Image location labeling entries:
************

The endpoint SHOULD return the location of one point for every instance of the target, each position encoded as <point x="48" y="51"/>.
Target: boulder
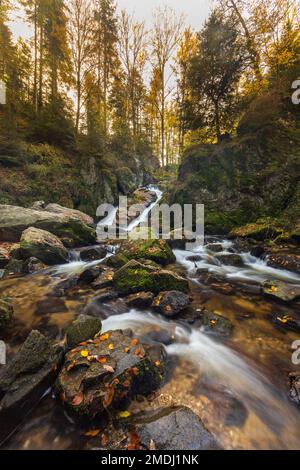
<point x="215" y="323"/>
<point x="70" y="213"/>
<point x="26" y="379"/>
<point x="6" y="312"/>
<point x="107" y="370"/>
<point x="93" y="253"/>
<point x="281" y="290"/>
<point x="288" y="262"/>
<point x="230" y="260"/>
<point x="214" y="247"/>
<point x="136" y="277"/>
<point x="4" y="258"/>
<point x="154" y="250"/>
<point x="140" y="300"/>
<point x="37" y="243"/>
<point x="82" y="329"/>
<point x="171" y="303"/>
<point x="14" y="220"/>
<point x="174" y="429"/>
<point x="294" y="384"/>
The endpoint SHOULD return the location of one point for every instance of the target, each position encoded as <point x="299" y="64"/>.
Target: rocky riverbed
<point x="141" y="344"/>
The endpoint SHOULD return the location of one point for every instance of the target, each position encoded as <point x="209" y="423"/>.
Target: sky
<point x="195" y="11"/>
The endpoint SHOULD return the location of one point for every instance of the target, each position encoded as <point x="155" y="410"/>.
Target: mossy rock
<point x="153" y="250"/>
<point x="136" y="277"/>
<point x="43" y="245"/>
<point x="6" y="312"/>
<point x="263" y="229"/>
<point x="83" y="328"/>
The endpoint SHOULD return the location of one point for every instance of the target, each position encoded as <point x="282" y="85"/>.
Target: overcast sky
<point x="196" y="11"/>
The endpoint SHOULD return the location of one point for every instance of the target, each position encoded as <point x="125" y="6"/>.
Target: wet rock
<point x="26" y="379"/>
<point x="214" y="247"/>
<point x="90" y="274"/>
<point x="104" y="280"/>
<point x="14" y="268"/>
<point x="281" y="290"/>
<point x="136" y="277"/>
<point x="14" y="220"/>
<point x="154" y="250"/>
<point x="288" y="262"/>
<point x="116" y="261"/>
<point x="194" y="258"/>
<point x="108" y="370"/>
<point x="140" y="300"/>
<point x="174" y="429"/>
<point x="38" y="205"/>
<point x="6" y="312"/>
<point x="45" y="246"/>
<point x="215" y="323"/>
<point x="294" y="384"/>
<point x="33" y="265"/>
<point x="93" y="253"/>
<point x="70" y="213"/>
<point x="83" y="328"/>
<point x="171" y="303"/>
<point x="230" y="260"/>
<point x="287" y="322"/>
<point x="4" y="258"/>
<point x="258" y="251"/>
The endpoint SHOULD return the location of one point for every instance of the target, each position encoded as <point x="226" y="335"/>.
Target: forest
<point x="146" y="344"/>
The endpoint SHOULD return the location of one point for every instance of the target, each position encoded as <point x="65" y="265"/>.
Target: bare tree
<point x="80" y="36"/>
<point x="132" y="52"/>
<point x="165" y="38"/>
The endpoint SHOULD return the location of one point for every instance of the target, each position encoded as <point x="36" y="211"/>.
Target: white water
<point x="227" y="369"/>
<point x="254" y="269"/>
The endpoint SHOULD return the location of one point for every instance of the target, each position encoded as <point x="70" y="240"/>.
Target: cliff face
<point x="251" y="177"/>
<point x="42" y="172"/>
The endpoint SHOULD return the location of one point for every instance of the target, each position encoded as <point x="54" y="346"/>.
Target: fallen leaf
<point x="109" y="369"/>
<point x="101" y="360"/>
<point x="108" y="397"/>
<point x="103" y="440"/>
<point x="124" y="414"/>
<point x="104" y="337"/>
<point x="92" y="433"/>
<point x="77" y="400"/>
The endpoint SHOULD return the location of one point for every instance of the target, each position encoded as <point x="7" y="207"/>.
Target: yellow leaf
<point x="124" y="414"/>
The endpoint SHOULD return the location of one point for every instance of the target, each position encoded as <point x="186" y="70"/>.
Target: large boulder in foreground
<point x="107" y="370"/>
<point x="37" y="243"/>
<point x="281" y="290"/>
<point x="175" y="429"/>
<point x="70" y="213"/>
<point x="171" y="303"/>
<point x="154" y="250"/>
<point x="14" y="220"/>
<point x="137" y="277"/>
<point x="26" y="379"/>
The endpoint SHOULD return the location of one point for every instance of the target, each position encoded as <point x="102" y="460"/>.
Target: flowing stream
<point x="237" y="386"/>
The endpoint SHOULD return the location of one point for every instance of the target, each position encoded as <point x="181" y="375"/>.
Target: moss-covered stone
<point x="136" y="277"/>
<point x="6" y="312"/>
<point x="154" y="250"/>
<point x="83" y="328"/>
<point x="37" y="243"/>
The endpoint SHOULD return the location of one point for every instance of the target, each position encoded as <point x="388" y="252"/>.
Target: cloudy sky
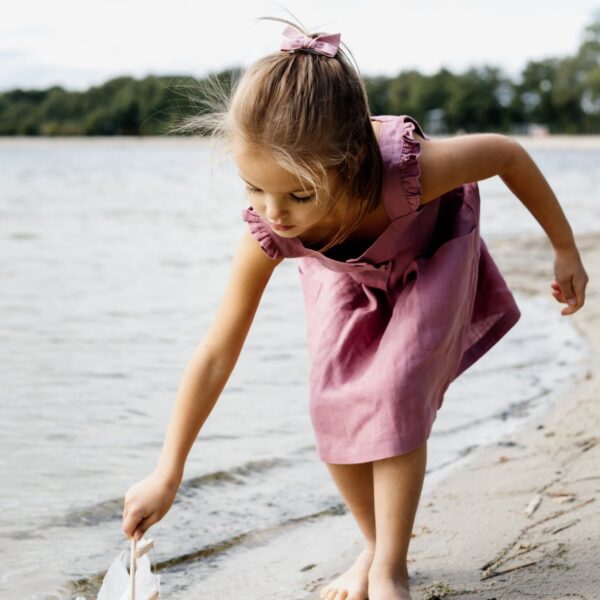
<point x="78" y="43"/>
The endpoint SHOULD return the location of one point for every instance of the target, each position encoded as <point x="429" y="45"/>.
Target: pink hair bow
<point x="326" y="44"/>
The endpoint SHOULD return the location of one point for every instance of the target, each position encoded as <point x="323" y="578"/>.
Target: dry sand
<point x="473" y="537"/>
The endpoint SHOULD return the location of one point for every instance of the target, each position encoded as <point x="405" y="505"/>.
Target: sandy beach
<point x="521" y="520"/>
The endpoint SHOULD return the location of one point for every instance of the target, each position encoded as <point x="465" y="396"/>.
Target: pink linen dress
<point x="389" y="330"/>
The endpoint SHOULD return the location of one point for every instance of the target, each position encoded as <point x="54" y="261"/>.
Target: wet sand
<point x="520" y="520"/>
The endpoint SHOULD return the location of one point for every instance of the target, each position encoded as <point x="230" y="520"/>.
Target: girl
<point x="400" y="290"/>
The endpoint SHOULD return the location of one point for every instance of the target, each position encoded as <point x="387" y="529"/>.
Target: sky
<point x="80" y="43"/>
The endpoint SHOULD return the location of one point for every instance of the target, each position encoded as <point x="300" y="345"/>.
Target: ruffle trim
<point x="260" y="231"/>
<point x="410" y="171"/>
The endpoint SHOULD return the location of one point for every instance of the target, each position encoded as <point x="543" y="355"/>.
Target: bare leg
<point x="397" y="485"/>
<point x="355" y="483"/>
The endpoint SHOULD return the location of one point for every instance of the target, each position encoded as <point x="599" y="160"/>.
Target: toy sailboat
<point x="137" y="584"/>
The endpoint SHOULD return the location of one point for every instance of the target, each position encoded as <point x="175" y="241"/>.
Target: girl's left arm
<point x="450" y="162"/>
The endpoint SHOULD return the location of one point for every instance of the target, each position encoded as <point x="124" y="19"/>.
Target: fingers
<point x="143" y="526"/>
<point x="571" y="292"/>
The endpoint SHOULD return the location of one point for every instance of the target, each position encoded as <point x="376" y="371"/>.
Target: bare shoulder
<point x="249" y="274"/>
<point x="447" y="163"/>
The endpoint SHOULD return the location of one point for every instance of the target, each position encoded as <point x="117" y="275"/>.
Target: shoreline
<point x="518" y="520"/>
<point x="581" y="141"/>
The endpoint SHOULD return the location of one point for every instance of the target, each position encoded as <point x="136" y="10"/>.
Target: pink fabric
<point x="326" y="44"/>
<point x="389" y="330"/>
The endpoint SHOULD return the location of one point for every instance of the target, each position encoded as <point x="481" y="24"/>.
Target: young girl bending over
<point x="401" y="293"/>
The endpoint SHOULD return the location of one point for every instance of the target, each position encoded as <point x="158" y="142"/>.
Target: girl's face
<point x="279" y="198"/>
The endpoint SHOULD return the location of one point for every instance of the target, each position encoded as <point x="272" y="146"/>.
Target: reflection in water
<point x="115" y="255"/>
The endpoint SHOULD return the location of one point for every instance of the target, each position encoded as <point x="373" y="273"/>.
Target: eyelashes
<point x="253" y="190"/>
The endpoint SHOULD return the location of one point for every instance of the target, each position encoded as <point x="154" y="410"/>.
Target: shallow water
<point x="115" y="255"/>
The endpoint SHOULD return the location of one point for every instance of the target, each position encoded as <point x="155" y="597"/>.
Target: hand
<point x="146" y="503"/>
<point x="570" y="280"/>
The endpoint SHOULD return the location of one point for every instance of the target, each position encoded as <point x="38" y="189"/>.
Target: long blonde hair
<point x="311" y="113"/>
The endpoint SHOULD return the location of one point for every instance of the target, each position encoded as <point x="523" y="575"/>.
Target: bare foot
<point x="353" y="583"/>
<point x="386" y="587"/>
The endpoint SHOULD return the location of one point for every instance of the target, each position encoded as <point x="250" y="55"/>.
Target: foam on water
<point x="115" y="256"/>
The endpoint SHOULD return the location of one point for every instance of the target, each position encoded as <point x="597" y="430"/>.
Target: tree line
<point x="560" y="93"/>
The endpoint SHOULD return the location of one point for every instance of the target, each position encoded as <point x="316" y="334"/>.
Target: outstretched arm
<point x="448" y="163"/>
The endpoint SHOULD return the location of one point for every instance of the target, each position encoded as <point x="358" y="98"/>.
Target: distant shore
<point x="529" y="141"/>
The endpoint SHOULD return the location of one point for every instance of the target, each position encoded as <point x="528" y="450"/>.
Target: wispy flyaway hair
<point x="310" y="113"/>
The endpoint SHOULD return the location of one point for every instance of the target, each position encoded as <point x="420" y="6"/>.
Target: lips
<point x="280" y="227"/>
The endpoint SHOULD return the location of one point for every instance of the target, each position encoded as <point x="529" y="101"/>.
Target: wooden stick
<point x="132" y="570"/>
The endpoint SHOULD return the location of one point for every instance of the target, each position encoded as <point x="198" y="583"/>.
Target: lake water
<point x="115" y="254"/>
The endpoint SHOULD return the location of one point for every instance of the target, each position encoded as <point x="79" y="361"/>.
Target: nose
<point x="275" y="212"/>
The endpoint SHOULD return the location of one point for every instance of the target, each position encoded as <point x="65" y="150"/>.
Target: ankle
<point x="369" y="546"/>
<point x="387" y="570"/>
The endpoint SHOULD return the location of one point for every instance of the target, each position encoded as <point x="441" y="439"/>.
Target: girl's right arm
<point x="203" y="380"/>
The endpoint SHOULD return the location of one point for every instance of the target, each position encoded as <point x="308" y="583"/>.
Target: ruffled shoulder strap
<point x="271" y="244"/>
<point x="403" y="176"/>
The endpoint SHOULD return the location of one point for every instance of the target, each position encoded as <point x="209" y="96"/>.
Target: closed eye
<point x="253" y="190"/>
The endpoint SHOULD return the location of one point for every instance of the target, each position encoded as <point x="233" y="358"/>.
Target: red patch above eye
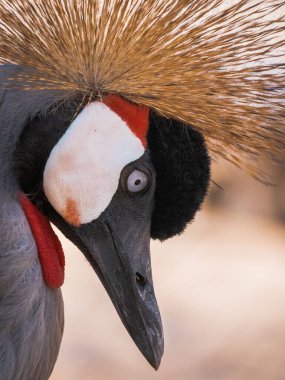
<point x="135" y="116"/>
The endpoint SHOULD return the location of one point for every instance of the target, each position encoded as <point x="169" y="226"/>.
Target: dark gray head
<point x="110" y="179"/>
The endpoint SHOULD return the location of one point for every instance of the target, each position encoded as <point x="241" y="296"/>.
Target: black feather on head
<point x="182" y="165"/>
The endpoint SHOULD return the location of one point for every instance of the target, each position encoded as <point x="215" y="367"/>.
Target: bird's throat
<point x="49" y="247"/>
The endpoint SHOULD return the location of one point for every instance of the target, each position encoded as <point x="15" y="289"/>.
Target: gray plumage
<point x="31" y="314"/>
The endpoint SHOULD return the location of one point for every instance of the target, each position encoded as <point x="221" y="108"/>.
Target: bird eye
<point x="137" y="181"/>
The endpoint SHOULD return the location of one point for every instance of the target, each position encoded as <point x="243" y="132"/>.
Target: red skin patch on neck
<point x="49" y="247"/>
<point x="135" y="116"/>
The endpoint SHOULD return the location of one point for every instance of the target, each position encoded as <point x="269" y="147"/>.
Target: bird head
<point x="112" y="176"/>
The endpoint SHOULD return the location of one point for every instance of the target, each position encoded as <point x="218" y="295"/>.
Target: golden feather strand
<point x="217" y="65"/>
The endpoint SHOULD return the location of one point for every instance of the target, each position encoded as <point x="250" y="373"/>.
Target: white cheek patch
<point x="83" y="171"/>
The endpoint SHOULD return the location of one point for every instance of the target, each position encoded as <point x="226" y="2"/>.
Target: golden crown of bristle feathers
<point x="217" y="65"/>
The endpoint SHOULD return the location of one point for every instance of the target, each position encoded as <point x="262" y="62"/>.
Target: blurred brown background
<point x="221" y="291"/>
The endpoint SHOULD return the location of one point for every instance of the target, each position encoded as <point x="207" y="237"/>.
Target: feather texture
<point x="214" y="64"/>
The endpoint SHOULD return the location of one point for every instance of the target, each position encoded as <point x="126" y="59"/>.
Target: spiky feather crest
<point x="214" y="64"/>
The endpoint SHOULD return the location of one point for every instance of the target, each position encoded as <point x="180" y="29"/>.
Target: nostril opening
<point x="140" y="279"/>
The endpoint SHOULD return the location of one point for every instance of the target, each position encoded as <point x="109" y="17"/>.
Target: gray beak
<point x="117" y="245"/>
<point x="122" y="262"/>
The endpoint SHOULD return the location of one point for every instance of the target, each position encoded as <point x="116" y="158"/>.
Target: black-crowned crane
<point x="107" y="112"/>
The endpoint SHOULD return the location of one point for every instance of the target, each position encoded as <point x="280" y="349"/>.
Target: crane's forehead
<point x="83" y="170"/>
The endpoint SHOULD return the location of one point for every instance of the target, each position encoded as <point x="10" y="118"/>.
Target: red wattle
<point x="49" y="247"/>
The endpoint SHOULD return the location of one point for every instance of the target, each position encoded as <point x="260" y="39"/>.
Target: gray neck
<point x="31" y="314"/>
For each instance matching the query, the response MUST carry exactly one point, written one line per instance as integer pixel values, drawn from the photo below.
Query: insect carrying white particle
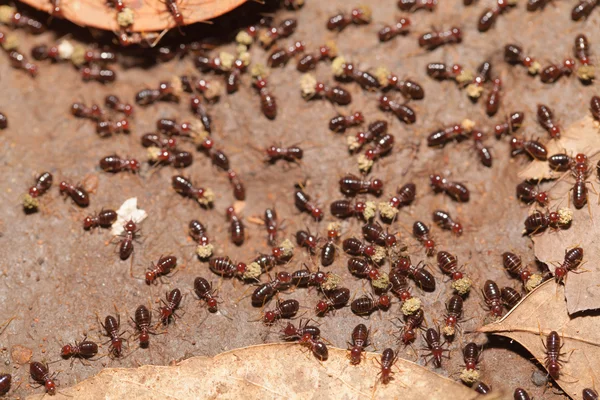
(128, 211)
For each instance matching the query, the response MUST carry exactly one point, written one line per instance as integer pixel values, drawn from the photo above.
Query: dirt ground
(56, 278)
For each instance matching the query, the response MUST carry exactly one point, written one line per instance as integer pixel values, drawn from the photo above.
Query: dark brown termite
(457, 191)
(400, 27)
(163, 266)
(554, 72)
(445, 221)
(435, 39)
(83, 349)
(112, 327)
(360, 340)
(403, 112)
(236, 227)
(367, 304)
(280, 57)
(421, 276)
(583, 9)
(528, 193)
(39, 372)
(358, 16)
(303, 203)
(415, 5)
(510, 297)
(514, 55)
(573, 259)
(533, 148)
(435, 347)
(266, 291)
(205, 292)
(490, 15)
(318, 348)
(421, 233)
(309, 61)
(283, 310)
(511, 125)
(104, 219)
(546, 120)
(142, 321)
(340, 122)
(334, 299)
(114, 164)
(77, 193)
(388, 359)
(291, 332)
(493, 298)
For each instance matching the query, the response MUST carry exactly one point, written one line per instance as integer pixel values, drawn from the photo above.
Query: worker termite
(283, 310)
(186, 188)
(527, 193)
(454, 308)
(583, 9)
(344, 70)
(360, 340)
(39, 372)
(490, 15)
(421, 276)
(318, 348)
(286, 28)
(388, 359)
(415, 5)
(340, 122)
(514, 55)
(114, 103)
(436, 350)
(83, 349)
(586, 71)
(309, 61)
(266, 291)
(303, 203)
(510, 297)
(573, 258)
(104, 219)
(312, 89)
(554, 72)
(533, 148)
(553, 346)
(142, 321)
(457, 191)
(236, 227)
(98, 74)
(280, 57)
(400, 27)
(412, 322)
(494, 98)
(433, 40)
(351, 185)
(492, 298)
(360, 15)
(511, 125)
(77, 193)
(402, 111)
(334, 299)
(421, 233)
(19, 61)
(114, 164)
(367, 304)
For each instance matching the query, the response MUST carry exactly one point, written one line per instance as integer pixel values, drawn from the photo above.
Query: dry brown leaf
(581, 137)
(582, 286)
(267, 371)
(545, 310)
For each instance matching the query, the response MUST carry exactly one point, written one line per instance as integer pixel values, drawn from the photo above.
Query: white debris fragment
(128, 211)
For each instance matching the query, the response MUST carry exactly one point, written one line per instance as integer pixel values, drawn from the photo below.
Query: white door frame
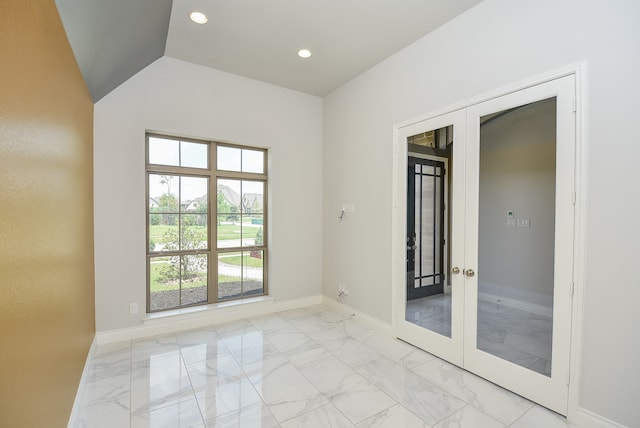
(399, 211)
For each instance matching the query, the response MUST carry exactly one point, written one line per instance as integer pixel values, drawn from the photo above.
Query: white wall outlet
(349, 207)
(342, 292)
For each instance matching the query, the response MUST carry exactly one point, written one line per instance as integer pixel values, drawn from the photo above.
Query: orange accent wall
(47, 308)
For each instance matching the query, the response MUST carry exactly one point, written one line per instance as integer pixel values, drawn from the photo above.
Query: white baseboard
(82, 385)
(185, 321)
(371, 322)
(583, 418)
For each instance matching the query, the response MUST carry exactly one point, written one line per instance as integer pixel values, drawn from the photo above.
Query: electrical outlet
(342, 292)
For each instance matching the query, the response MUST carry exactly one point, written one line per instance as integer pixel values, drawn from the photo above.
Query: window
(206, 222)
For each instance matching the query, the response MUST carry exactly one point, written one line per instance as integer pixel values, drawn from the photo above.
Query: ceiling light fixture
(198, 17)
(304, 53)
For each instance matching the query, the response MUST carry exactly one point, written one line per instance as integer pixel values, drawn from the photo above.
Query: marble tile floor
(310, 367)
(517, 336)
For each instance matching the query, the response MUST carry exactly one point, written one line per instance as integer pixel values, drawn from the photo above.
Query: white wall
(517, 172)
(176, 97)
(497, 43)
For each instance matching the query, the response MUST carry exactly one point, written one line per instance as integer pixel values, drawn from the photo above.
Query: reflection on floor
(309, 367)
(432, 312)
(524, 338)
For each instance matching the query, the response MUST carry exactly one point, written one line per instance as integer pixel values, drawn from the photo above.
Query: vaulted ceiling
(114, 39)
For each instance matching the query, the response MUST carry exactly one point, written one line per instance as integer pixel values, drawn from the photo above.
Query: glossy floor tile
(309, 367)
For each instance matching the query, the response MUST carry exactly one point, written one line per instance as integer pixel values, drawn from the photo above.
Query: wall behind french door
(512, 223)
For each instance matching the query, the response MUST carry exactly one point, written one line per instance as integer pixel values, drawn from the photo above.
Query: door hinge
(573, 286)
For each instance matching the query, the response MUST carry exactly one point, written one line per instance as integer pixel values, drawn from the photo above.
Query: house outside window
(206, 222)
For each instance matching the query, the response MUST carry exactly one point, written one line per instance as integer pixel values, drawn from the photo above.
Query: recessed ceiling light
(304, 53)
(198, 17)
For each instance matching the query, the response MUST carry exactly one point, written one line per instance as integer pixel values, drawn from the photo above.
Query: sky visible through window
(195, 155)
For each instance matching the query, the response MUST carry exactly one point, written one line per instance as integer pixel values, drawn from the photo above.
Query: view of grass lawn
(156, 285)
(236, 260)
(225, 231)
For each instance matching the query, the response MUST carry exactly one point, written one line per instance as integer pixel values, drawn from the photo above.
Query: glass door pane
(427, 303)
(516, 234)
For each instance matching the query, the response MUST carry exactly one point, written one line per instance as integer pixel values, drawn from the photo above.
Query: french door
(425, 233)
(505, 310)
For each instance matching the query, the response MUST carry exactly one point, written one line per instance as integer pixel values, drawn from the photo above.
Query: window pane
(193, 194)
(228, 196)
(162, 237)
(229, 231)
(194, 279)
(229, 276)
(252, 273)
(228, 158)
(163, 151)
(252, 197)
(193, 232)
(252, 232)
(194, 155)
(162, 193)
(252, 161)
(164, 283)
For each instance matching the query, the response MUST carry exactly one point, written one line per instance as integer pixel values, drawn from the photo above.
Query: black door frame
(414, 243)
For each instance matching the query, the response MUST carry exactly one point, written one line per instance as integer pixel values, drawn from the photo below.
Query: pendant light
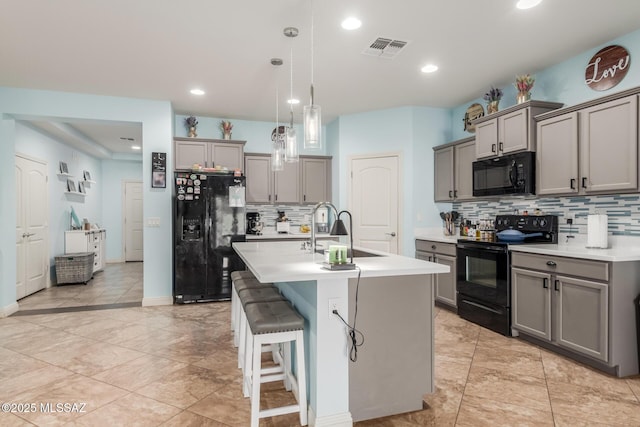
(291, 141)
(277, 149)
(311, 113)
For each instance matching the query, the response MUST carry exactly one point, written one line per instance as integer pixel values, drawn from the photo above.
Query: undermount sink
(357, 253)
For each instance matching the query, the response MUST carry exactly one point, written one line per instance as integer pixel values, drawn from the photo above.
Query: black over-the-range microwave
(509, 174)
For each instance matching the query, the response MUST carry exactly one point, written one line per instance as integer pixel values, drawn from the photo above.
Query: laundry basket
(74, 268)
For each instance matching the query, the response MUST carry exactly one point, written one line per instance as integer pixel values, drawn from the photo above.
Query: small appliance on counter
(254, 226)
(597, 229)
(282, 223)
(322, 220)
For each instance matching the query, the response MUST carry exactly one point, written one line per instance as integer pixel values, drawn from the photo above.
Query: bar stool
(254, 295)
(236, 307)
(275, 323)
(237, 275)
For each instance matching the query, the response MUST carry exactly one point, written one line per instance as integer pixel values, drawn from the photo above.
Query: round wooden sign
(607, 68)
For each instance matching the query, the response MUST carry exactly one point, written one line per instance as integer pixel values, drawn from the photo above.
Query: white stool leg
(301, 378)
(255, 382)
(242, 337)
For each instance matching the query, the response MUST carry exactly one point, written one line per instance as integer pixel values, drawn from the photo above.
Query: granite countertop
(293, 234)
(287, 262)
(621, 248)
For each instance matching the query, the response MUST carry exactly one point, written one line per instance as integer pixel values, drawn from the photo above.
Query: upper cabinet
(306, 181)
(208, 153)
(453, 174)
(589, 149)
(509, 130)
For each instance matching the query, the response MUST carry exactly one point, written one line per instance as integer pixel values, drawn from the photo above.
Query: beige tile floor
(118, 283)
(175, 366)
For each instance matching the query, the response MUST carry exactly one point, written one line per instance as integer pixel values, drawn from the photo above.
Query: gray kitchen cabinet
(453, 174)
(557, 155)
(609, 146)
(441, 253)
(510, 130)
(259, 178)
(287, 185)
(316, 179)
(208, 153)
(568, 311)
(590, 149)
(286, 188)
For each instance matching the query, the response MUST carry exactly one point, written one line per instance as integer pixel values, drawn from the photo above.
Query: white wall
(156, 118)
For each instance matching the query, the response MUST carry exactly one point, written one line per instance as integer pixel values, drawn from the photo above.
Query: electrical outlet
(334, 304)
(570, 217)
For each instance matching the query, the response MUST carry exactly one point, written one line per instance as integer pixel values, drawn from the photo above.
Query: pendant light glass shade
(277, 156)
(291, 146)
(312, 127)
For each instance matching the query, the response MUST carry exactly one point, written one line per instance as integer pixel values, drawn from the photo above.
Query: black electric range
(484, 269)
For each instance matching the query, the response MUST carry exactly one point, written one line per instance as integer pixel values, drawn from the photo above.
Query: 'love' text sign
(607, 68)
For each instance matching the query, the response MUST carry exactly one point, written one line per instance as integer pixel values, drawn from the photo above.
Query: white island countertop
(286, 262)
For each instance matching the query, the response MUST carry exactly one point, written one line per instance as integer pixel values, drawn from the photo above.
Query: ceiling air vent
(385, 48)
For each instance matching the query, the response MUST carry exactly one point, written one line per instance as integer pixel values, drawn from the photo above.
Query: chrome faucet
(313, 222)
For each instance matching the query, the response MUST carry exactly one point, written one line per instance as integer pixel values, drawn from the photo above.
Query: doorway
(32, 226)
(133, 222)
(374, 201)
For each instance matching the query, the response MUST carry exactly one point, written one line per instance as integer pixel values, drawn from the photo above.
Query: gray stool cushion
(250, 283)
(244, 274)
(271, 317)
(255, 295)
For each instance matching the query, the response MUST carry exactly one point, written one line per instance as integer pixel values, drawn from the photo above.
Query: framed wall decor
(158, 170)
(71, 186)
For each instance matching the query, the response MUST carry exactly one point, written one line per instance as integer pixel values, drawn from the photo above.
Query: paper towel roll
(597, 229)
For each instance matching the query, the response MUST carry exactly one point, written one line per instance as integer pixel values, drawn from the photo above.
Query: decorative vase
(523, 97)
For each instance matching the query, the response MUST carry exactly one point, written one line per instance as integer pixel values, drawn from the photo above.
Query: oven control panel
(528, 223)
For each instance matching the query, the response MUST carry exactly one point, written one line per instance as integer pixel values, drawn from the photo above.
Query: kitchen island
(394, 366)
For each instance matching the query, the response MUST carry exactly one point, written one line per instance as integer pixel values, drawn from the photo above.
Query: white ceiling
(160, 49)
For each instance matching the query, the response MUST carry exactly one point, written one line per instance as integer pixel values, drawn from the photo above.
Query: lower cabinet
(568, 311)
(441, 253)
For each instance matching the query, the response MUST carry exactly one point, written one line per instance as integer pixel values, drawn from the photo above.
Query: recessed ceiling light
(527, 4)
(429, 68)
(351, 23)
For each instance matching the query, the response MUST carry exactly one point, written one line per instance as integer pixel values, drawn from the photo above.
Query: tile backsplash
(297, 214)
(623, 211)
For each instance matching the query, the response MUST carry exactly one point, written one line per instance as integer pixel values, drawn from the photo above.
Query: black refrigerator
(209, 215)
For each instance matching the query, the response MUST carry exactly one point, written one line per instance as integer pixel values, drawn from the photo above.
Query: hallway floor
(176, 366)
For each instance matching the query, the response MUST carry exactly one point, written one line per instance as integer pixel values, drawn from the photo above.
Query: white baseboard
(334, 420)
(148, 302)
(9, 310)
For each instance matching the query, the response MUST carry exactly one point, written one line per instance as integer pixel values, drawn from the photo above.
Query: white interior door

************

Short problem
Which lines above contain the string "shoulder"? Locate each one and copy it out whole, counting only matches with the same case.

Complete response
Target: bare shoulder
Target: ruffled shoulder strap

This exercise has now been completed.